### Bloque de texto:
++++++
Las secuelas físicas y el dolor que ha dejado el covid-19 en nuestras familias o amigos, hizo que un gran porcentaje de la población por fin hayamos entendido que el control de la enfermedad es eminentemente social y que suavizar el alto grado de contagio depende de nosotros mismos, sin menospreciar la atipicidad del comportamiento del virus.
Otros se han quedado en la indisciplina de las prioridades lúdicas, convirtiéndose en sujetos de penalización para las entidades que intentan intervenir la morbilidad de la pandemia.
Hoy exponencialmente los casos están aumentando, por lo que las autoridades sanitarias declararon la alerta roja y tenuemente las civiles endurecieron las restricciones de movilidad y acceso a sitios de afluencia masiva de público. Y aunque las prohibiciones no son tan estrictas, sí van a afectar sensiblemente a algunos sectores de la producción y venta de servicios, ya maltrechos por la crisis que han venido arrastrando las economías familiares, luego de un año de depresión por efectos del covid-19.
Volvemos entonces a la desatendida petición de poner los recursos públicos al servicio de la supervivencia y las necesidades básicas que por estos días van a acentuarse, sencillamente porque una franja muy alta de la población vive del día a día y los confinamientos parciales afectan ostensiblemente la obtención de recursos económicos para solventar sus mínimos gastos.
Es cierto que es tiempo de unirnos y no entrar en discusiones políticas cuyo objetivo sea develar falencias administrativas, las cuales van en contra del sufrido pueblo que ilusionado elige a los que considera buenos hombres y mujeres, otorgándoles el privilegio de dirigir sus destinos. Pero también lo es, que los administradores, óigase bien y que no se les olvide, son mandatarios, depositarios del mandato que les dimos democráticamente en las urnas, para que de mejor forma tomaran las decisiones en nuestro nombre, siempre guiados por el beneficio colectivo.
No entiendo entonces por qué en momentos de dificultades nos limitamos solo a políticas asistencialistas, que si bien es cierto resuelven momentáneamente una necesidad, poco o nada solucionan de fondo la problemática que probado está dejó de ser circunstancial, porque el virus vino para quedarse y nadie ha dicho cuántos picos más de contagio, con los respectivos confinamientos, tendremos que afrontar. Por lo tanto, la solución no son los mercaditos y menos si están cargados de sobrecostos.
Mucho menos serán las faraónicas inversiones que con bombos y platillos ha anunciado el señor gobernador, desconociendo totalmente los mínimos conceptos de planificación, la incertidumbre de las regalías por cierre de minas y la reorientación de recursos propios a la crisis social del covid-19. Solo muestra una extraña devoción por la falsa deidad del cemento.
++++++
### Datos del ejercicio:
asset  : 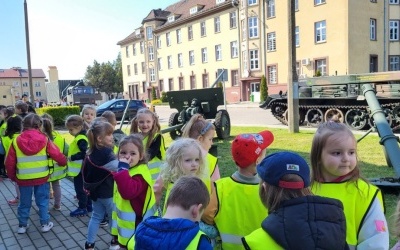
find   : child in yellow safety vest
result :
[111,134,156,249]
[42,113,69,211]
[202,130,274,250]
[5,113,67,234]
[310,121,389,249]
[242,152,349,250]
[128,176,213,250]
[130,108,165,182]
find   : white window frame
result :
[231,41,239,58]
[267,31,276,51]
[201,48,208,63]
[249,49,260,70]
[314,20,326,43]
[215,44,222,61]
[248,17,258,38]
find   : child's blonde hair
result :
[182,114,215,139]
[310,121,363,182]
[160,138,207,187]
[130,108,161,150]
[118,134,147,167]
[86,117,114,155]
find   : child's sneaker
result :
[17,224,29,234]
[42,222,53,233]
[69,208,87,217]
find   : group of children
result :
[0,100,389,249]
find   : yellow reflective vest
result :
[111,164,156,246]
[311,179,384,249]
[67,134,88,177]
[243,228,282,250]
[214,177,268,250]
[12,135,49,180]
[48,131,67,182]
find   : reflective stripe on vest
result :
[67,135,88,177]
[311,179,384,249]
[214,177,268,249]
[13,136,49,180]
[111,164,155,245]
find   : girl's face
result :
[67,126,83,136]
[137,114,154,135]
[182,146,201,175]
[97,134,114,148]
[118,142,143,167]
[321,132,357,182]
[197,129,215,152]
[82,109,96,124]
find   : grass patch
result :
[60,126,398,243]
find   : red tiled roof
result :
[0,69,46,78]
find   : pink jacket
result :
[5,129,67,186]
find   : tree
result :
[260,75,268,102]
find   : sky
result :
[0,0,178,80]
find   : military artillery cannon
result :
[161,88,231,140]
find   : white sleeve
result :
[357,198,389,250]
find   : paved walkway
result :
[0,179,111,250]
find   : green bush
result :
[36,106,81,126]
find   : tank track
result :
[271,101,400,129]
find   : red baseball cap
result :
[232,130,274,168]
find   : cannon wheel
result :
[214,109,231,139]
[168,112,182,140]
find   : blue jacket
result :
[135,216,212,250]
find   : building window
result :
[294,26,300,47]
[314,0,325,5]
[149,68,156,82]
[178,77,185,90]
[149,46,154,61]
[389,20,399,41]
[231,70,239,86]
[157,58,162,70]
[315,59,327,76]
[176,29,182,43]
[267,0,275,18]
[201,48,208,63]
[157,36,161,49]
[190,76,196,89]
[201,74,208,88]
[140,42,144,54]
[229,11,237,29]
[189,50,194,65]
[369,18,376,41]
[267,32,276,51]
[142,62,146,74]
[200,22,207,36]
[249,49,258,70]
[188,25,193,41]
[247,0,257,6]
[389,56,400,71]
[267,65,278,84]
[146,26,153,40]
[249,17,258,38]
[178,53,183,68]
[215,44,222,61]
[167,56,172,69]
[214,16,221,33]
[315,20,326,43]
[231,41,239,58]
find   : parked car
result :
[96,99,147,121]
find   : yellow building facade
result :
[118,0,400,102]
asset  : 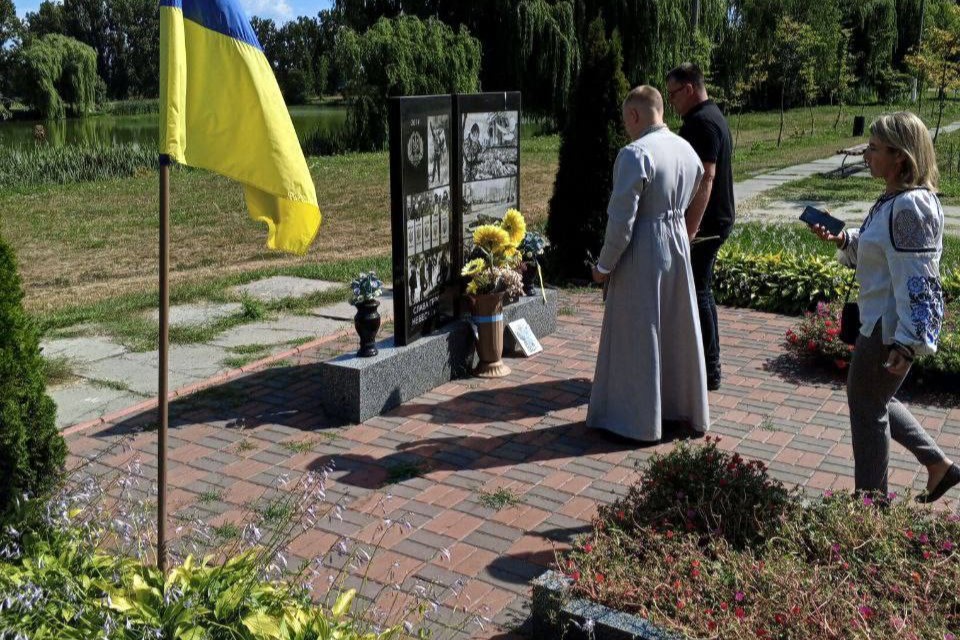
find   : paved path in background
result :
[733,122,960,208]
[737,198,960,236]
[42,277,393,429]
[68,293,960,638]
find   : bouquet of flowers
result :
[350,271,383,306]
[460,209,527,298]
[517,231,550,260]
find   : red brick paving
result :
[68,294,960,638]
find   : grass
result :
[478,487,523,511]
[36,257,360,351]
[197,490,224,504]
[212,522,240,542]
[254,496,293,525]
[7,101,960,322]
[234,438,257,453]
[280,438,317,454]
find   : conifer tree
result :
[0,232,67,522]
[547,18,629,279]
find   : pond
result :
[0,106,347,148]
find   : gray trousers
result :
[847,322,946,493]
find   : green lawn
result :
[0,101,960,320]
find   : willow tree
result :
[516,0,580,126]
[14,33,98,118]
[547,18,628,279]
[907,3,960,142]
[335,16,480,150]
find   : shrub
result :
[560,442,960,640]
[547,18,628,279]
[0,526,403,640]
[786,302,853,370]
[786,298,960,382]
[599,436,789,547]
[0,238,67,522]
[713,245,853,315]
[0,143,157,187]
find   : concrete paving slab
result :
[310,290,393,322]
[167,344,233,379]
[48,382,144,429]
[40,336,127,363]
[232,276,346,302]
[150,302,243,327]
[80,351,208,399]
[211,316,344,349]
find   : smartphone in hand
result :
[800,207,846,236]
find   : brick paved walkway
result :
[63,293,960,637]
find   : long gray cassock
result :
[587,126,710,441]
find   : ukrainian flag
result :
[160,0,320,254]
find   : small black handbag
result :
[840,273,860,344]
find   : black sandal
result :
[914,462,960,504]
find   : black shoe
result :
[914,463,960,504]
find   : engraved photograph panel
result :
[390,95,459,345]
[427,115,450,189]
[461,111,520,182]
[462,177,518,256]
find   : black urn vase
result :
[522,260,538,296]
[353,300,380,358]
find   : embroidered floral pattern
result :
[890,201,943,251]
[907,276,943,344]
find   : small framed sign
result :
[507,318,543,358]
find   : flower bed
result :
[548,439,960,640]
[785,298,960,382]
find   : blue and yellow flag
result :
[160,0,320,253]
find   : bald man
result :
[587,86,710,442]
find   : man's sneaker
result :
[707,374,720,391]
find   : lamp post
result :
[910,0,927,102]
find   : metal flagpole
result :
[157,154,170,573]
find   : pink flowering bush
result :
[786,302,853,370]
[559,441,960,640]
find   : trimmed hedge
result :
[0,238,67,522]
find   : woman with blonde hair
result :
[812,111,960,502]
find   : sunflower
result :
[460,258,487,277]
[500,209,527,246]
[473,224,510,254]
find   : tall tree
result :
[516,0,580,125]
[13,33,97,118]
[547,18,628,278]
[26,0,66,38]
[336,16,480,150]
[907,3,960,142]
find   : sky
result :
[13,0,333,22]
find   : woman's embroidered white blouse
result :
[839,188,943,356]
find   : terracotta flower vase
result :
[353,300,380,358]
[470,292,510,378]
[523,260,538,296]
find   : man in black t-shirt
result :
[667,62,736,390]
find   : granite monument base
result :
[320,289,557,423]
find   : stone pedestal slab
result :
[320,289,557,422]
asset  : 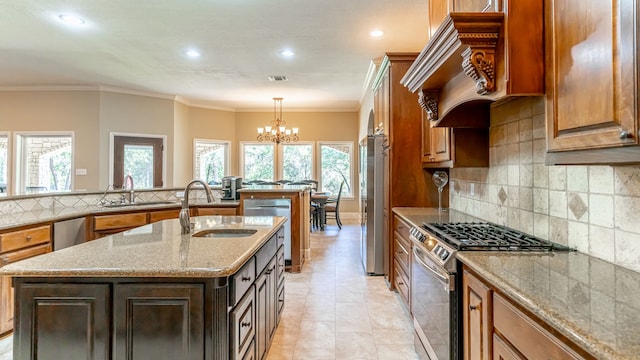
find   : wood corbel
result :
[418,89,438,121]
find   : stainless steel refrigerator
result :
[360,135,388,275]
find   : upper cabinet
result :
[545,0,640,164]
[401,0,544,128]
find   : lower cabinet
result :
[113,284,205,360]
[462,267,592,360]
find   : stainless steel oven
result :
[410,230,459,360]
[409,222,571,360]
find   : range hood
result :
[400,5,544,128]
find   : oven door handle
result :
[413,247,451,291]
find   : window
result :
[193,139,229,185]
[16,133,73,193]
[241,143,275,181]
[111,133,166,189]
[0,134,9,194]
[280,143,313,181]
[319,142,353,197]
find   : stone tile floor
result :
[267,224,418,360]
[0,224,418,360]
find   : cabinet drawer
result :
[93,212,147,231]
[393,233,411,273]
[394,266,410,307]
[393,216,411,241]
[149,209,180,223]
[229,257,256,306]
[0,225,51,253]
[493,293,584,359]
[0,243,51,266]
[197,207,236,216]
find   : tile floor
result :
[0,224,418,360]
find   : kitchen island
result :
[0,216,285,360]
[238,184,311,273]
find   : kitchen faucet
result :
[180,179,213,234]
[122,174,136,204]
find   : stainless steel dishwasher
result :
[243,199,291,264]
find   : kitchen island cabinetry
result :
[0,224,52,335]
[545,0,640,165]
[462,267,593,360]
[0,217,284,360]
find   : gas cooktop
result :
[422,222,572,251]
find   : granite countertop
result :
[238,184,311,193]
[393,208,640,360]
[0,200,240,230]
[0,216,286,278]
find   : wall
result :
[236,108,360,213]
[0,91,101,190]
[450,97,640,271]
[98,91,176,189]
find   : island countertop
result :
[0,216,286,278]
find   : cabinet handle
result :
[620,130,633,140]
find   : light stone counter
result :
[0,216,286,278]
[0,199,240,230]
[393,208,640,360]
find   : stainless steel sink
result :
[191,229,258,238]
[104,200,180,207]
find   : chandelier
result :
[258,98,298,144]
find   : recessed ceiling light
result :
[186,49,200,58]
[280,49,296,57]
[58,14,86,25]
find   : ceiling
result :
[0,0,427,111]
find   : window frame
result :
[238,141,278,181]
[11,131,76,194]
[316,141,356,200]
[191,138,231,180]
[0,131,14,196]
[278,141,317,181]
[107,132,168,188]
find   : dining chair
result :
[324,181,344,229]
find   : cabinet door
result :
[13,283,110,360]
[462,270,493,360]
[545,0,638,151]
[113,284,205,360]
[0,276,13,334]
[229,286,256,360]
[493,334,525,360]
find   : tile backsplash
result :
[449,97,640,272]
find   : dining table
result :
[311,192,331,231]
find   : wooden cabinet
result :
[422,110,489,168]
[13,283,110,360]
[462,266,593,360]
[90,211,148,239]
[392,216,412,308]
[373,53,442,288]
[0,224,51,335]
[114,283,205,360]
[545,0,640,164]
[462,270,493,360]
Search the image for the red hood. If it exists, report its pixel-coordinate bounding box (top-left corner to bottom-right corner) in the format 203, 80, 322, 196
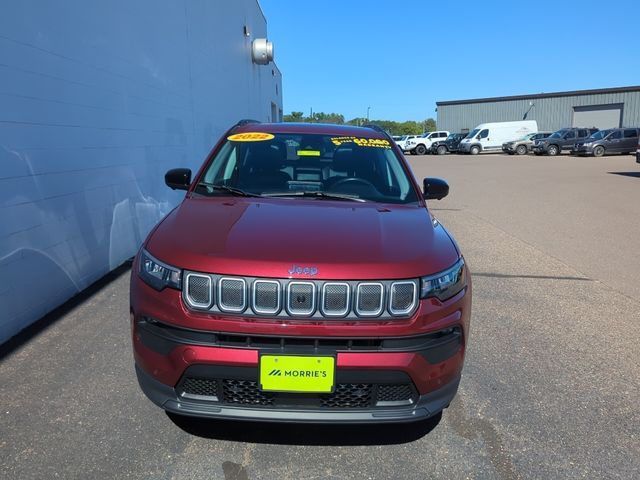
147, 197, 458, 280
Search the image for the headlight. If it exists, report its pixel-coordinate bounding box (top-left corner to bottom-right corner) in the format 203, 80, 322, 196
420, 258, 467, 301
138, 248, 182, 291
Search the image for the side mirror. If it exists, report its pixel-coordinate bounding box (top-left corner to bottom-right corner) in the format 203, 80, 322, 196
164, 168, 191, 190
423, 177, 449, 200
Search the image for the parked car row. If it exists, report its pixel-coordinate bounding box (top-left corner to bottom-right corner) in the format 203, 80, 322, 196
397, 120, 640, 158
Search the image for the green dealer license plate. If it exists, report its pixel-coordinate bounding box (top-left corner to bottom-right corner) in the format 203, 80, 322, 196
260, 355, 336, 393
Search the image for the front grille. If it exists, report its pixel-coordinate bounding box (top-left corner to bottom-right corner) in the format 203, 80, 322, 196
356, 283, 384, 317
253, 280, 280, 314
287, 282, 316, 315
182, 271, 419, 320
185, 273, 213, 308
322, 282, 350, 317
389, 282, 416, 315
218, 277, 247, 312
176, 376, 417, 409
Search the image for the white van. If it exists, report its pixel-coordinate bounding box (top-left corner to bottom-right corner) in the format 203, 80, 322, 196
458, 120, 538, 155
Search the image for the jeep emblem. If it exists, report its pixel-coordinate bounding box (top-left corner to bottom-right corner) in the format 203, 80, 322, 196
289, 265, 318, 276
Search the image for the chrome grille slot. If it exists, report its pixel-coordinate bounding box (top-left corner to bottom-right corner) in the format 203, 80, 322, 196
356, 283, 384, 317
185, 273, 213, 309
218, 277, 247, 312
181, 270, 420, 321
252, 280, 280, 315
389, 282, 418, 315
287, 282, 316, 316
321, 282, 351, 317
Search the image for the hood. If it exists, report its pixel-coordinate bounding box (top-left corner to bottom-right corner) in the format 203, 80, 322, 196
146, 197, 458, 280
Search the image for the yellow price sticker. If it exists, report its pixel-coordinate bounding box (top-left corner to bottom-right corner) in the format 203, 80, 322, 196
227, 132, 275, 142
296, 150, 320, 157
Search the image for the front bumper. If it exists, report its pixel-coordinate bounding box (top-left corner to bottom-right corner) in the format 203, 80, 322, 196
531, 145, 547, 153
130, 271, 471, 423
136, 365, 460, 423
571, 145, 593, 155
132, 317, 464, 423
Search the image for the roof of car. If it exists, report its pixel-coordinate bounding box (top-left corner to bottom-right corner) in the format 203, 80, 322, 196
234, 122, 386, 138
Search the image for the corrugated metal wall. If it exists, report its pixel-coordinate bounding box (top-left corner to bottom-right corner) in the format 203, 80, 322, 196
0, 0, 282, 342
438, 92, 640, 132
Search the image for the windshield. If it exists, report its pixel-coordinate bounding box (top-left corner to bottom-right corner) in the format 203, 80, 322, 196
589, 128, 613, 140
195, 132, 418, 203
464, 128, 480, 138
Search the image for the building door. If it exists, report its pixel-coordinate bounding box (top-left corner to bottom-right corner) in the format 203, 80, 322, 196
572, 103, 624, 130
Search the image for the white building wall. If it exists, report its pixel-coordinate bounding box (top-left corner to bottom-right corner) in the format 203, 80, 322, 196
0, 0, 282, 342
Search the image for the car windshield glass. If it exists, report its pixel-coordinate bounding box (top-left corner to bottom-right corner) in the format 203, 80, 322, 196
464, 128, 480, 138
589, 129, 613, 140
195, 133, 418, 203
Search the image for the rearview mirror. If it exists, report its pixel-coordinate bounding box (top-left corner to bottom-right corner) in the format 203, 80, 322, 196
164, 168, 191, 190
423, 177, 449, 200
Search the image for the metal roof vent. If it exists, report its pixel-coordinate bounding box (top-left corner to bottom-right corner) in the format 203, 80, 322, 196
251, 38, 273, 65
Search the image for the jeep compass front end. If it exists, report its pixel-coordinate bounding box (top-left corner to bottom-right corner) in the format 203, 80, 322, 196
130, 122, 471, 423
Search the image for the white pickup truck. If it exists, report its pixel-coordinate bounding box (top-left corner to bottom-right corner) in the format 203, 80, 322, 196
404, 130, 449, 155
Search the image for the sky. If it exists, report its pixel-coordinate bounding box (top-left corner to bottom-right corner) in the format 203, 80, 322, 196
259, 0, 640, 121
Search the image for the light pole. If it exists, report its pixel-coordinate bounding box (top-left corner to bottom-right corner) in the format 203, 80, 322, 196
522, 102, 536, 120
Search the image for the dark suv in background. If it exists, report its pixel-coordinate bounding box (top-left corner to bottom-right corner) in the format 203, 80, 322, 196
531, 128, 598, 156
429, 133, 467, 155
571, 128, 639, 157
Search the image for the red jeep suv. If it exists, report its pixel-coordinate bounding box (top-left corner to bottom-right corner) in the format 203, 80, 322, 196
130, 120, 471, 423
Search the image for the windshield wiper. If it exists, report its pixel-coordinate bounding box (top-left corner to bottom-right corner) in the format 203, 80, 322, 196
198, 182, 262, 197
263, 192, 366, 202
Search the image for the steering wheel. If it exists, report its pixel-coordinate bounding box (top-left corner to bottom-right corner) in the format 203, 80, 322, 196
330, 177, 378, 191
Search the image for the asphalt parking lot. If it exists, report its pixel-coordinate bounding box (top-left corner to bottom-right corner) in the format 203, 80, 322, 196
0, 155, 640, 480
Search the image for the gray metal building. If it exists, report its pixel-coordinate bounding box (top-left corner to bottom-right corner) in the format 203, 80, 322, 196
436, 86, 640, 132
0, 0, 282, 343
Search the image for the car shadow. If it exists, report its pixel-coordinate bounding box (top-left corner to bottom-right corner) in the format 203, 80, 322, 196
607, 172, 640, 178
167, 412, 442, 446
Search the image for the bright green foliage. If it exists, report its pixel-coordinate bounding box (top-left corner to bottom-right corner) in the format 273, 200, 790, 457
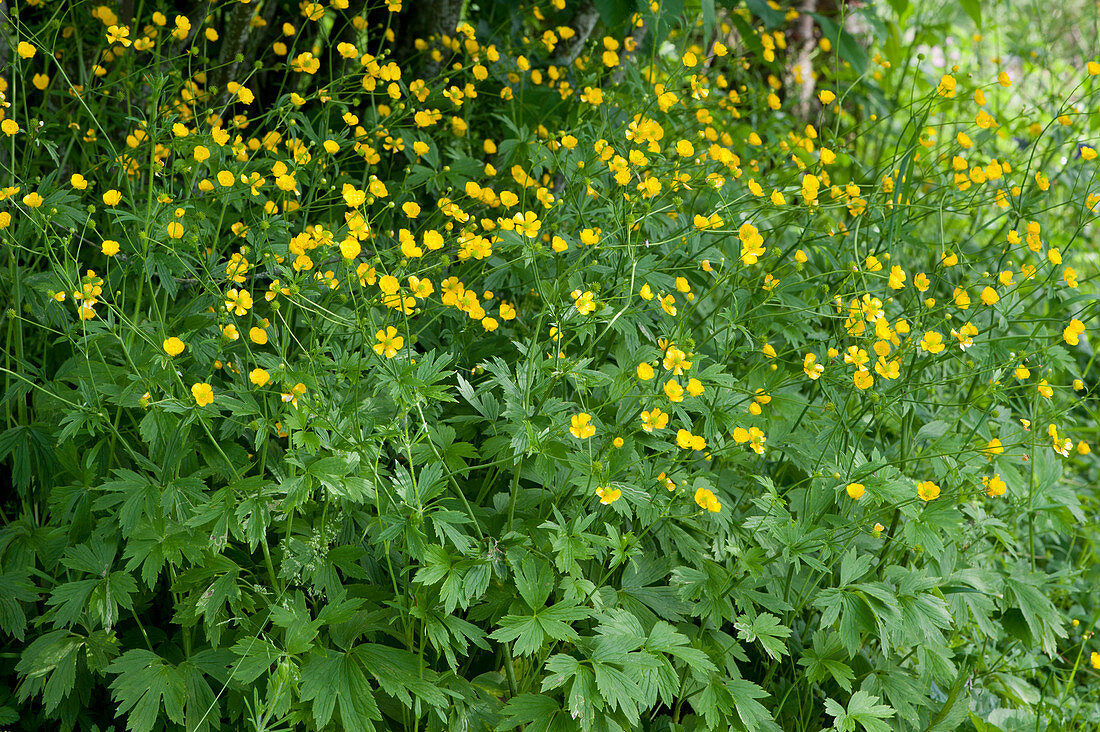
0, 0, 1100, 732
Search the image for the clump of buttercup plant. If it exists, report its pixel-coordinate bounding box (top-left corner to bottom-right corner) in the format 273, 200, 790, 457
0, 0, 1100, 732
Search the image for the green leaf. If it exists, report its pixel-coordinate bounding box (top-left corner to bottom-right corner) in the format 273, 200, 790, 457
++++++
### Tu tarea:
Por favor, copia un fragmento del texto sobre el covid-19: empieza en las palabras que contienen "Volvemos entonces a" y termina después de "sus mínimos gastos.". Las entradas no tienen relación con el texto sobre el covid-19.

### Respuesta escrita:
Volvemos entonces a la desatendida petición de poner los recursos públicos al servicio de la supervivencia y las necesidades básicas que por estos días van a acentuarse, sencillamente porque una franja muy alta de la población vive del día a día y los confinamientos parciales afectan ostensiblemente la obtención de recursos económicos para solventar sus mínimos gastos.